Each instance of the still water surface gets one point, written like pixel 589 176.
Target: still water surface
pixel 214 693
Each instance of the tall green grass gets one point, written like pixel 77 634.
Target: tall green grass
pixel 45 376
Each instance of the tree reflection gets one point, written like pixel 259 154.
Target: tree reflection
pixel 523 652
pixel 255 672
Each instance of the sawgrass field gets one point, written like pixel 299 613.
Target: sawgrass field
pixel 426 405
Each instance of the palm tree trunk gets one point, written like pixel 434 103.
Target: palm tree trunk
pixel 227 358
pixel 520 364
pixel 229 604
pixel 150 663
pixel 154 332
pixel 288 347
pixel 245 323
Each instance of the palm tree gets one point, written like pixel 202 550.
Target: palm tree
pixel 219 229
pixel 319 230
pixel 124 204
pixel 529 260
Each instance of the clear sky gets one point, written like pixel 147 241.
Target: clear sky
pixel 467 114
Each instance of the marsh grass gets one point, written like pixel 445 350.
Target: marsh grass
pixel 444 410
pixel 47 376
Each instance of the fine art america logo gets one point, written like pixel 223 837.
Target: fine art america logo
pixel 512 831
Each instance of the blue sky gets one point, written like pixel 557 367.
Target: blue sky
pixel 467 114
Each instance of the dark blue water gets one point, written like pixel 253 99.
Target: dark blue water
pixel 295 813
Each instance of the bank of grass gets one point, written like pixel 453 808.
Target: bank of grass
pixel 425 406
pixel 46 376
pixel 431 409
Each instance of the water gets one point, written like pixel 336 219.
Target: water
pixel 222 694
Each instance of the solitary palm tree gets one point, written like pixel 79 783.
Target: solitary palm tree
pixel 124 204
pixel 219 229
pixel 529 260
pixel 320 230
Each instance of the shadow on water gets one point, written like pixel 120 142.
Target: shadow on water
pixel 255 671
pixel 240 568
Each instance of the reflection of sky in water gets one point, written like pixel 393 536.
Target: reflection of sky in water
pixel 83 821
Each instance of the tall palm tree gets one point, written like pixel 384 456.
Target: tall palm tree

==============================

When you transcribe the listing, make each line match the original exactly.

### OUTPUT OF THE TASK
Each instance of the still water surface gets one point, written like pixel 589 176.
Target: still water surface
pixel 214 693
Each instance of the tall green grass gets one point, written like pixel 77 634.
Target: tall green grass
pixel 45 376
Each instance of the tree reflection gets one point, written like pixel 259 154.
Target: tree reflection
pixel 523 652
pixel 255 672
Each instance of the sawgrass field gets one point, written like pixel 299 613.
Target: sawgrass field
pixel 426 405
Each instance of the palm tree trunk gets one point, written like pixel 434 103.
Target: palm tree trunk
pixel 227 358
pixel 520 364
pixel 229 604
pixel 150 663
pixel 154 332
pixel 288 347
pixel 245 323
Each instance of the palm tree gets one point, written like pixel 202 550.
Target: palm tree
pixel 219 229
pixel 319 230
pixel 124 204
pixel 529 260
Each instance of the clear sky gets one point, written like pixel 147 241.
Target: clear sky
pixel 467 114
Each instance of the marsh grass gets one point, written like pixel 445 350.
Target: marsh grass
pixel 444 410
pixel 47 376
Each instance of the fine art america logo gets one point, written like pixel 223 837.
Target: fine art america logo
pixel 512 831
Each instance of the blue sky gets one point, written like pixel 557 367.
Target: blue sky
pixel 467 114
Each instance of the dark blue water gets one point, written like pixel 253 99.
Target: dark blue water
pixel 295 813
Each instance of the bank of grass gets one point, written like pixel 453 808.
Target: bank of grass
pixel 425 406
pixel 46 376
pixel 431 409
Each instance of the water gets one point, written like pixel 336 219.
Target: water
pixel 222 694
Each instance of the solitary palm tree gets one point, written like pixel 79 783.
Target: solitary palm tree
pixel 124 204
pixel 219 229
pixel 529 260
pixel 320 230
Each instance of the shadow on water gets one point, written like pixel 120 142.
Target: shadow on water
pixel 255 671
pixel 240 568
Each instance of the reflection of sky in water gets one point, written like pixel 393 536.
Target: reflection of sky in water
pixel 83 821
Each instance of the tall palm tree gets one point, written like pixel 384 456.
Target: tall palm tree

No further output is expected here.